● **Task requirements**: Please reproduce the records from their start through the line containing "positive clicks: (515, 725)", swapping "rough mask" for "coarse mask" and changing nothing else. Leave the pictures out of your answer.

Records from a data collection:
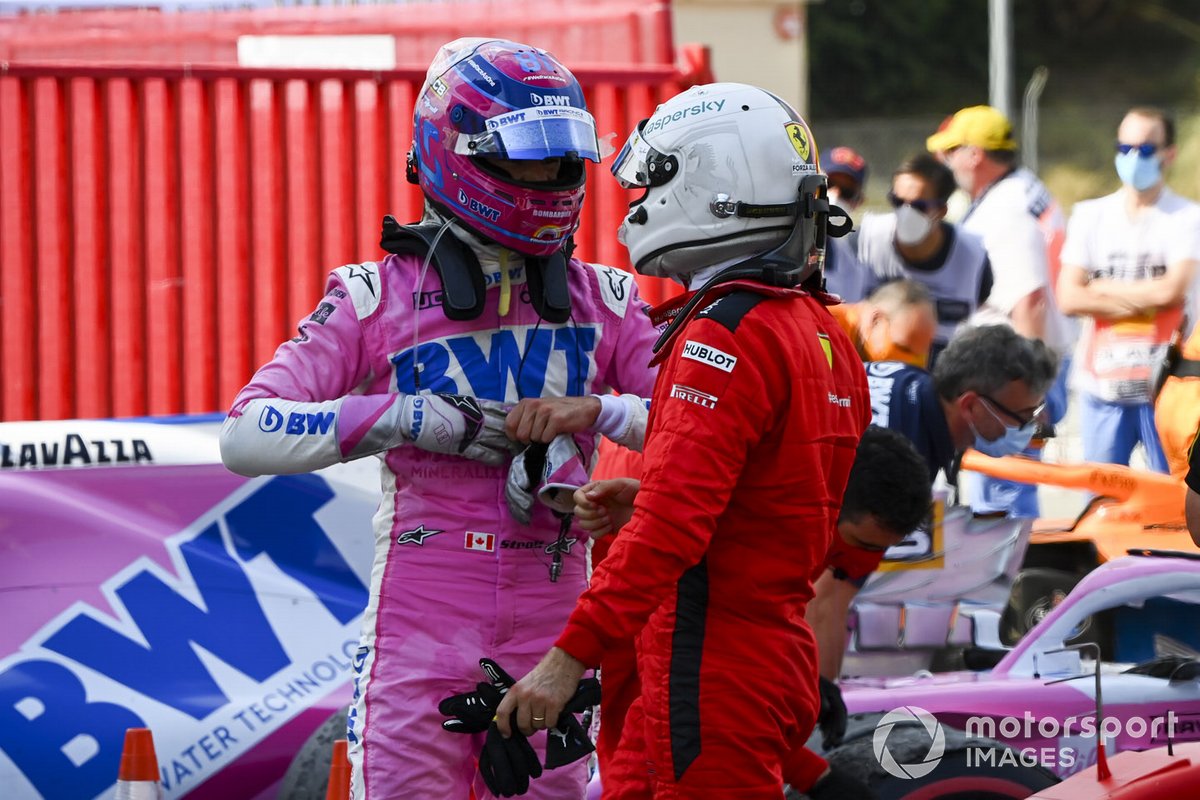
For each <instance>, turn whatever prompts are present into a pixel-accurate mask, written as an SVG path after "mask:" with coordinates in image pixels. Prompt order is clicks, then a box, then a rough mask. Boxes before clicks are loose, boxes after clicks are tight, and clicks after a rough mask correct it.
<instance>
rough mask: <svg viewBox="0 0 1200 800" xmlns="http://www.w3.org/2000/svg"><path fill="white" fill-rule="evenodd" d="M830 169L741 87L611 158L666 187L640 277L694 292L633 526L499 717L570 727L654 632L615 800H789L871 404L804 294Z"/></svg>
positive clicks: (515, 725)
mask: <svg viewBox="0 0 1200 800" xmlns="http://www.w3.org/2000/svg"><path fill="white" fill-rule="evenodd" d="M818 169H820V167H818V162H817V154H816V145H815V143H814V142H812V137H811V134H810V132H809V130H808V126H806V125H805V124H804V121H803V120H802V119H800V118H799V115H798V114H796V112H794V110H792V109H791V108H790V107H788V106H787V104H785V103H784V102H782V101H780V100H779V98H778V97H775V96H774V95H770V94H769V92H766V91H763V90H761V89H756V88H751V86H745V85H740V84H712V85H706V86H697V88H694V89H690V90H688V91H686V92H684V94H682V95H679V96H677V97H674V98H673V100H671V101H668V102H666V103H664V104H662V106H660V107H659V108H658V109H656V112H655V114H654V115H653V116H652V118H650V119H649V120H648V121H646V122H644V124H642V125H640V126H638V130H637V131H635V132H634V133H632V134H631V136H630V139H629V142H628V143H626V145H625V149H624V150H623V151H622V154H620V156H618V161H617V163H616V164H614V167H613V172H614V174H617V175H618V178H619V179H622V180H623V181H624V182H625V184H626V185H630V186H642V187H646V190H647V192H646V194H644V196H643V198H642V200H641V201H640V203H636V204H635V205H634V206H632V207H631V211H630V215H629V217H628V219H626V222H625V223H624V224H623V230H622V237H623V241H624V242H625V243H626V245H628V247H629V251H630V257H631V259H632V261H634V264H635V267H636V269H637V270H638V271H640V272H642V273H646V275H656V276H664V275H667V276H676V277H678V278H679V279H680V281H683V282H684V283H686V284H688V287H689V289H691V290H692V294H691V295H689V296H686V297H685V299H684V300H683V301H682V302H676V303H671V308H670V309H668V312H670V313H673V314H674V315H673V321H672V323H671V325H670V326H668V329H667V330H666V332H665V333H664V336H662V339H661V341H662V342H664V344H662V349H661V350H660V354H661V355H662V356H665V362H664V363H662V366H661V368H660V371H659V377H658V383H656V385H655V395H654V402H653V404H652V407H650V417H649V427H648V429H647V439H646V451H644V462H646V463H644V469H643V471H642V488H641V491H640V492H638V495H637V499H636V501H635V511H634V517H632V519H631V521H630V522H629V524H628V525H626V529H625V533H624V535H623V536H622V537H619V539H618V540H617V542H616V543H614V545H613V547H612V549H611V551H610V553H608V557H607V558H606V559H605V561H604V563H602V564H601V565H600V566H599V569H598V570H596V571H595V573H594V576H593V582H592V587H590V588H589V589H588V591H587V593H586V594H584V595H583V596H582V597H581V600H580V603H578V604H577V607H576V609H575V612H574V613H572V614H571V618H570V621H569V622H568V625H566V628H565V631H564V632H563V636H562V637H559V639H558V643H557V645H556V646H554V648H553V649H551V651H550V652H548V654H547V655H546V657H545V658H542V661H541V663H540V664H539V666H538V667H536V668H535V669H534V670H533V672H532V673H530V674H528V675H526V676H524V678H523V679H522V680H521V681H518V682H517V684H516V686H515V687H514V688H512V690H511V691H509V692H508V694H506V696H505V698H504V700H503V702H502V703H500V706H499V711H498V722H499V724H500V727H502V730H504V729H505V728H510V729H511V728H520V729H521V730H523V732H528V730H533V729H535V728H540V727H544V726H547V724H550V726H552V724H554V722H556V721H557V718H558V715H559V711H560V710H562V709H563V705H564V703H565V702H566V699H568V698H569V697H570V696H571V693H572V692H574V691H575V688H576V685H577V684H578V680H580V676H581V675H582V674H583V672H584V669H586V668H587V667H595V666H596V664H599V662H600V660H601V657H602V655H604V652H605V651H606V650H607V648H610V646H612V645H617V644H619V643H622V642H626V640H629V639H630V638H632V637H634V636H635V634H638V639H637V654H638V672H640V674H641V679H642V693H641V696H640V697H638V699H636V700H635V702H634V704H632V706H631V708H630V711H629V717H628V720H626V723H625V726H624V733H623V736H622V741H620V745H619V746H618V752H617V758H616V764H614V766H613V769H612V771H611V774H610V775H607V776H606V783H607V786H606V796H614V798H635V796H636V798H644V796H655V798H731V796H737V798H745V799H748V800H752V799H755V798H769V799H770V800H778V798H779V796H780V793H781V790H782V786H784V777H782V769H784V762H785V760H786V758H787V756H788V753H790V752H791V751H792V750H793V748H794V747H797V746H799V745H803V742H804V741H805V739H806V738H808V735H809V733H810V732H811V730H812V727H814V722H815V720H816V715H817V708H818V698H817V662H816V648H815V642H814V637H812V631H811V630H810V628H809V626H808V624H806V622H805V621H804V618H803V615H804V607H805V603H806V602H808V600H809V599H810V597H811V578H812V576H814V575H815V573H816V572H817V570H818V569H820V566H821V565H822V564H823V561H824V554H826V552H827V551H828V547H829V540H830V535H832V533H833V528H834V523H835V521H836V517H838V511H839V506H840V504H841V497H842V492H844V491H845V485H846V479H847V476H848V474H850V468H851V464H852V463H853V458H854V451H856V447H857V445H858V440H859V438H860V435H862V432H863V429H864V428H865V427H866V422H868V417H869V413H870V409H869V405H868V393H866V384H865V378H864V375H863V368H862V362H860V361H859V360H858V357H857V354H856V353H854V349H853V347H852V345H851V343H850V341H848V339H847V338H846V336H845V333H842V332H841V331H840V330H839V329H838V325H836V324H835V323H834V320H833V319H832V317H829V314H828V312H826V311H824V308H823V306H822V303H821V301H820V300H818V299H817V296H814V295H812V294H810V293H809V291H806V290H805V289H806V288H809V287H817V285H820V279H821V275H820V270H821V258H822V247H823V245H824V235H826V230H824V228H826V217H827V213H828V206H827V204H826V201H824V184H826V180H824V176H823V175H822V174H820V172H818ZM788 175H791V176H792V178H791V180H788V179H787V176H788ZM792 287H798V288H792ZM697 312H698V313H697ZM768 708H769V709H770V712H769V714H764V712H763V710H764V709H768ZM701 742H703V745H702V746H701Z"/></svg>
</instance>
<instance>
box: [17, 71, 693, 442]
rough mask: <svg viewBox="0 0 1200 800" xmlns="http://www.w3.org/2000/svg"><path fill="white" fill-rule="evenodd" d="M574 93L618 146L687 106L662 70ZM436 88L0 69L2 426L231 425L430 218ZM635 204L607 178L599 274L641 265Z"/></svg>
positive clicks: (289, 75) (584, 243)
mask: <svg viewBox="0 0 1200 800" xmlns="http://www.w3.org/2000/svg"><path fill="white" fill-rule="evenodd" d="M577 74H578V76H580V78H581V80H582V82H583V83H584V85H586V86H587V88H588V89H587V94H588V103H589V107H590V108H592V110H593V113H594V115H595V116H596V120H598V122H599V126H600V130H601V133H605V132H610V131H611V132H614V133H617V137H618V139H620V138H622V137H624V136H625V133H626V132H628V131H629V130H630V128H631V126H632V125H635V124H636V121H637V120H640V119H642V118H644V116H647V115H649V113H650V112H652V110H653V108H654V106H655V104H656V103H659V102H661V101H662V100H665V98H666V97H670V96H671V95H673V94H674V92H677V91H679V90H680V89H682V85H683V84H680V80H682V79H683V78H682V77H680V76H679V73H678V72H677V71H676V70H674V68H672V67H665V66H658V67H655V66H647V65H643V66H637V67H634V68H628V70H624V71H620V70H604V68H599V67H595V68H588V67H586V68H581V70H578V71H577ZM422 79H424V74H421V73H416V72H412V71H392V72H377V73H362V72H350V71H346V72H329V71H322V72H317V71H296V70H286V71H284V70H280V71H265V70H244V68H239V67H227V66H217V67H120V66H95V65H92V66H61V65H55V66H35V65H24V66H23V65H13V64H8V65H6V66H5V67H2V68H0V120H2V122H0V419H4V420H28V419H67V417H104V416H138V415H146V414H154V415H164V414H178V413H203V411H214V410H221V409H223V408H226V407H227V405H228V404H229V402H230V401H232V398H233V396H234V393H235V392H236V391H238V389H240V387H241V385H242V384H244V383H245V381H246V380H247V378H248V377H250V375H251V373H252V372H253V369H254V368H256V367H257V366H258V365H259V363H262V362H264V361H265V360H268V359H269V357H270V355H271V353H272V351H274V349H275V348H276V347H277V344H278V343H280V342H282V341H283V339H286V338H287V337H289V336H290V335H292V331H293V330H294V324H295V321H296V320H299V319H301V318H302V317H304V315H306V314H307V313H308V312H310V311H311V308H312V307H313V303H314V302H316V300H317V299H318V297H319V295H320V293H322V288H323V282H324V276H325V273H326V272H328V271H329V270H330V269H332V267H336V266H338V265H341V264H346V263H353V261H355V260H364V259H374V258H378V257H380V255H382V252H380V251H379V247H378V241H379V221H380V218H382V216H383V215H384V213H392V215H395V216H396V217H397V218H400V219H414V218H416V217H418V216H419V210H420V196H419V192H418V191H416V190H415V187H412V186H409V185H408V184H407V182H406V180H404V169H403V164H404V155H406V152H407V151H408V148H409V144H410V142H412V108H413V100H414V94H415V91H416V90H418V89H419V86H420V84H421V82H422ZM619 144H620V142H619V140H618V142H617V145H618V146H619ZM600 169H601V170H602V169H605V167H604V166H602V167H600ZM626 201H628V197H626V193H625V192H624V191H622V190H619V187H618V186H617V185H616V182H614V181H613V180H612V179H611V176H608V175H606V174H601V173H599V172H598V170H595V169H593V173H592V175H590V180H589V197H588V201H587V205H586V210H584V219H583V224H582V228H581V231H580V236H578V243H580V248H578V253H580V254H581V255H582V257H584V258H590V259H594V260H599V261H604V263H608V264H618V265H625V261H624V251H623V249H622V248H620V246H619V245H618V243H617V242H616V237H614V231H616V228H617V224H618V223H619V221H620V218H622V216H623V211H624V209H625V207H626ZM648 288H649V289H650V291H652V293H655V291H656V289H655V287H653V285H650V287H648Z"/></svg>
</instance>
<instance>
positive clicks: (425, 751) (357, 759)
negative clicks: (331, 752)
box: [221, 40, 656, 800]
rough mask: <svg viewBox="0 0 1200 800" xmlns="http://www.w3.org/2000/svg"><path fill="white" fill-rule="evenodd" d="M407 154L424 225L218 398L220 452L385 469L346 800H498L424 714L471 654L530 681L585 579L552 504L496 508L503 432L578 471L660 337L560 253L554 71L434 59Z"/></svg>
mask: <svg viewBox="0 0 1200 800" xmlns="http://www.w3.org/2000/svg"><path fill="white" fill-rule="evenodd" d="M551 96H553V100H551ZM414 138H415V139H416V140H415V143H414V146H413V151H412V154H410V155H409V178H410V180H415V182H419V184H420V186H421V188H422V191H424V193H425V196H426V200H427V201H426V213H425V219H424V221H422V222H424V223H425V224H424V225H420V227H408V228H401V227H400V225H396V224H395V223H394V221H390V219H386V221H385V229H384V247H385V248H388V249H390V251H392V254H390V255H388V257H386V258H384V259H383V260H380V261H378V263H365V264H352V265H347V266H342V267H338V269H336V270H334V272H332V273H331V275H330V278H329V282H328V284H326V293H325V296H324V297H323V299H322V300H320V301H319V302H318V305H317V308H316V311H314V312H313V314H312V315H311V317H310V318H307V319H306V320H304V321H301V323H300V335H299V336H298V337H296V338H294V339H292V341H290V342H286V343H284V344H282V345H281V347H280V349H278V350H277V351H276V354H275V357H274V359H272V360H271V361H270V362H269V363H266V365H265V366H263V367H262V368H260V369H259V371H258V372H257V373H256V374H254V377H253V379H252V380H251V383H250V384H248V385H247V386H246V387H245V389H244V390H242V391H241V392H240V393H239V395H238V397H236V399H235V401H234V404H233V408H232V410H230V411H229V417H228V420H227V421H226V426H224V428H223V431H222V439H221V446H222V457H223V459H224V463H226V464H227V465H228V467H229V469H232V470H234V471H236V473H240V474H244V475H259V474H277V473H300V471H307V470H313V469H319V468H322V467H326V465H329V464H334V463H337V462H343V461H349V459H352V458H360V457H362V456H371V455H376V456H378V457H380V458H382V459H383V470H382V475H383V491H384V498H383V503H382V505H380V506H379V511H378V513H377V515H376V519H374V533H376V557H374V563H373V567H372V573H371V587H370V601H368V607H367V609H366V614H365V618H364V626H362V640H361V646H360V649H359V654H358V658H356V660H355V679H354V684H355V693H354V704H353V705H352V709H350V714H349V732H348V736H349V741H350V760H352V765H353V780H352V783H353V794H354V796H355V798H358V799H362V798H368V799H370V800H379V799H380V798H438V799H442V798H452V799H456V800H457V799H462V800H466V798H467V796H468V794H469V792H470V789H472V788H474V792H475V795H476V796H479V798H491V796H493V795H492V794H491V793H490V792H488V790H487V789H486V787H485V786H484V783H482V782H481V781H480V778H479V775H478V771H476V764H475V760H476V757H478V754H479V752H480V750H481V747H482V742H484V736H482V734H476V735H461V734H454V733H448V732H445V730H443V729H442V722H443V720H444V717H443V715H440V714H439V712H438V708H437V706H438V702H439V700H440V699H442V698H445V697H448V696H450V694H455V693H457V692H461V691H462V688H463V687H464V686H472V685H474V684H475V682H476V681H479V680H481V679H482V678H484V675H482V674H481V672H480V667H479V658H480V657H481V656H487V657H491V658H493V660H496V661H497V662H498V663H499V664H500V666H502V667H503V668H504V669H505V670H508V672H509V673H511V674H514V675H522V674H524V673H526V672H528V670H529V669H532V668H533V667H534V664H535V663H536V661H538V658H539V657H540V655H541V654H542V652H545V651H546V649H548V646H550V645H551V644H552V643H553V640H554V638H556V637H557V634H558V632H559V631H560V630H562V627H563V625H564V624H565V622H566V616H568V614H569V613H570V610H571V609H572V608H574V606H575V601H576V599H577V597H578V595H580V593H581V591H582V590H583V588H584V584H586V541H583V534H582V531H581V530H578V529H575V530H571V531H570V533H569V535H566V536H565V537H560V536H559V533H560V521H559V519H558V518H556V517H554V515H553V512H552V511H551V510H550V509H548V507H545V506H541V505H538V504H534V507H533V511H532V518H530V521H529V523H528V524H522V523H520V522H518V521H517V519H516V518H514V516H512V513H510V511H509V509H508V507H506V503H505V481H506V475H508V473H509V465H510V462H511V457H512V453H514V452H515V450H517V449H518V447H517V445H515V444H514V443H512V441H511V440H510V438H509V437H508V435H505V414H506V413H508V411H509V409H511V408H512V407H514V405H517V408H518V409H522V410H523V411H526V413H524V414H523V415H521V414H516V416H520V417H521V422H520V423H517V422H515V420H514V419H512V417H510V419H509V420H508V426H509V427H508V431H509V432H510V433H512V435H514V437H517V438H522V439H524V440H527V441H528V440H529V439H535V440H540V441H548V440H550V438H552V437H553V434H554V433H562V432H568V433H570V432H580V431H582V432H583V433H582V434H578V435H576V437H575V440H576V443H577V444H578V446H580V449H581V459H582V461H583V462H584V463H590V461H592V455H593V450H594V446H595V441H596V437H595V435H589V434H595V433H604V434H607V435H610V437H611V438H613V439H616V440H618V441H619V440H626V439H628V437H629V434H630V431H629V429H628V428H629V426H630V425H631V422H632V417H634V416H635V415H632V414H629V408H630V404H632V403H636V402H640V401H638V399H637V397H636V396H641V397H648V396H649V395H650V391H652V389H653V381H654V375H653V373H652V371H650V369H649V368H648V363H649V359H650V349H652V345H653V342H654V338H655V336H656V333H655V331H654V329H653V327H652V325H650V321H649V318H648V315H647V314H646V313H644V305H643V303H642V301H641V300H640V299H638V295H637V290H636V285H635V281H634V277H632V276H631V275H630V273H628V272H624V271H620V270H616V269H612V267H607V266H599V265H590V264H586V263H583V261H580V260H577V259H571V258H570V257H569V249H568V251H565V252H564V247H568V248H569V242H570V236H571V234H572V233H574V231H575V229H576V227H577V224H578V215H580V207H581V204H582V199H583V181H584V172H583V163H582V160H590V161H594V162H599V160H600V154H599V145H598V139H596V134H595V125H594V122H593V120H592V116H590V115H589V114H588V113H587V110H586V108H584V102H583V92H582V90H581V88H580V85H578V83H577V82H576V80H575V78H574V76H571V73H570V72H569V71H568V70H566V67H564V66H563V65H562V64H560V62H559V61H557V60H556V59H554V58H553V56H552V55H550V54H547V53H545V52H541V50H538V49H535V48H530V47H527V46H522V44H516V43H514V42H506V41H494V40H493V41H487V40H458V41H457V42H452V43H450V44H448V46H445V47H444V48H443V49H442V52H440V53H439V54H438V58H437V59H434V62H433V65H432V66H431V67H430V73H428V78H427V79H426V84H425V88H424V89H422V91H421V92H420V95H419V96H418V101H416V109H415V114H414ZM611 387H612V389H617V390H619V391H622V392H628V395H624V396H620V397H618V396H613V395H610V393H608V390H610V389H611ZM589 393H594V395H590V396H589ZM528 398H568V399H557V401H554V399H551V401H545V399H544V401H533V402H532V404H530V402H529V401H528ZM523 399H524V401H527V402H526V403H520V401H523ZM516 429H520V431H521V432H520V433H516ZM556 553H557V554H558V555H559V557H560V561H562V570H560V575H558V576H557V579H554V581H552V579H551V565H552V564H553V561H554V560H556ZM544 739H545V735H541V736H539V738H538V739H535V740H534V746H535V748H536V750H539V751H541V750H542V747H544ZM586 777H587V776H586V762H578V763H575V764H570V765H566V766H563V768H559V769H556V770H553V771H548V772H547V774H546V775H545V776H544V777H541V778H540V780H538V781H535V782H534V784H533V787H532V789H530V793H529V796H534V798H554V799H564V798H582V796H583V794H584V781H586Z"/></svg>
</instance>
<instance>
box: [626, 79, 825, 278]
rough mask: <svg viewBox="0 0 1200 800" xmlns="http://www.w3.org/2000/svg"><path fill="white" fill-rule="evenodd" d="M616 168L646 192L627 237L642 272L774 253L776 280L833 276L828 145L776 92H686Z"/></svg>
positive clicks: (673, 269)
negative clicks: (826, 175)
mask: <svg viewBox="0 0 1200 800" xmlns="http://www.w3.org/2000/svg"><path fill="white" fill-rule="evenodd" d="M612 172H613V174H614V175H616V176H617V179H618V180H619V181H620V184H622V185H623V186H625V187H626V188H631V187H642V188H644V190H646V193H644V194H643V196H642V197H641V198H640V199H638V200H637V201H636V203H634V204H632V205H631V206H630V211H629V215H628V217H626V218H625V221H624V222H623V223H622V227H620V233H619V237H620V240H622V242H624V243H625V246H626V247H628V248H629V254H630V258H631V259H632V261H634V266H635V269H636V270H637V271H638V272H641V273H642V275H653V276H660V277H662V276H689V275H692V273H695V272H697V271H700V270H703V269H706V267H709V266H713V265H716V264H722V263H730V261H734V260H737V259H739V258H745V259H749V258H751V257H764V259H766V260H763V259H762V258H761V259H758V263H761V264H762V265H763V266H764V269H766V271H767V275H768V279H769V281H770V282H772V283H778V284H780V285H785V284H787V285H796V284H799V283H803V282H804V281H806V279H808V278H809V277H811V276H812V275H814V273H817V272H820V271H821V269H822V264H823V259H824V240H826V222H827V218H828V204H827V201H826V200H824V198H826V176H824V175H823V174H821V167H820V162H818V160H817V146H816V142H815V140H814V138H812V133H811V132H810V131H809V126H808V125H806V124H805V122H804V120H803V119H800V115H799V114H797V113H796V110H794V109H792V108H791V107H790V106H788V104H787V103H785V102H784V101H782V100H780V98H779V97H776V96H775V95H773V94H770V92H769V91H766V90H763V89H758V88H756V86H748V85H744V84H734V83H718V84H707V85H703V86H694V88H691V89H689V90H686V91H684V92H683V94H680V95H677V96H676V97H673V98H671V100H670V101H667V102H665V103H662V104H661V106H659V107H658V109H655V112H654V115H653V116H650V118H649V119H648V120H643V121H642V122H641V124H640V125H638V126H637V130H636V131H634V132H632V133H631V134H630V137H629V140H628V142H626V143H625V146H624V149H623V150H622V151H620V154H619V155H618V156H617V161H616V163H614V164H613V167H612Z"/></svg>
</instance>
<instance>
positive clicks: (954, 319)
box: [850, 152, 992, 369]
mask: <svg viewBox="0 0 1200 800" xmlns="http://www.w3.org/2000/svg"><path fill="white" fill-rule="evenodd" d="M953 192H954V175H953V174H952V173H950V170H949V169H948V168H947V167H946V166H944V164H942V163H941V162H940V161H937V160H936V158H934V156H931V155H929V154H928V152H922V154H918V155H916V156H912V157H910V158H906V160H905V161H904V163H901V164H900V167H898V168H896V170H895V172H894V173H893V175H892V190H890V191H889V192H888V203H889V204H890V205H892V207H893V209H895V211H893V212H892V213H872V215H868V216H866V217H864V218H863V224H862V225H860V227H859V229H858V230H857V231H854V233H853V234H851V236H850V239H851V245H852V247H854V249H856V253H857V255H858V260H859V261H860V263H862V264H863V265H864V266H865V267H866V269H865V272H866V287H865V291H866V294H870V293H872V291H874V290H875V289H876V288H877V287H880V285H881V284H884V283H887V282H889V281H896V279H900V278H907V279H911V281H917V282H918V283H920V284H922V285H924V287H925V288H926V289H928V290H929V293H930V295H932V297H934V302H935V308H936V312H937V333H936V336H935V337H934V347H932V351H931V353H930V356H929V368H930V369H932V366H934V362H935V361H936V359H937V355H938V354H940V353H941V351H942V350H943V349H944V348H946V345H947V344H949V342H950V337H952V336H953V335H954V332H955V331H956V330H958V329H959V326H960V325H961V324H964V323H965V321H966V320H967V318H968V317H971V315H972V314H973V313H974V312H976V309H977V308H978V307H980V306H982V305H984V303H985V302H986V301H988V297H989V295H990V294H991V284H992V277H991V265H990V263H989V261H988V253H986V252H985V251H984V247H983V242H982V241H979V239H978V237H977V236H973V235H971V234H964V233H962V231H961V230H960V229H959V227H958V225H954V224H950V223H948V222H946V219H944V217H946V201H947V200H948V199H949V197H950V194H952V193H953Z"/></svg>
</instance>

● **Exercise answer**:
For each <instance>, turn whatever prompts are present into a pixel-accurate mask, written as an SVG path after "mask:" with coordinates in image pixels. Prompt order is clicks, then a box, then a coarse mask. Boxes before clicks are loose, boxes after clicks are tight, and clicks after a coarse mask correct it.
<instance>
coarse mask: <svg viewBox="0 0 1200 800" xmlns="http://www.w3.org/2000/svg"><path fill="white" fill-rule="evenodd" d="M830 169L741 87L611 158L666 187L640 277L694 292L633 526L499 717L570 727L654 632L615 800H789L871 404L804 294Z"/></svg>
positive clicks: (515, 725)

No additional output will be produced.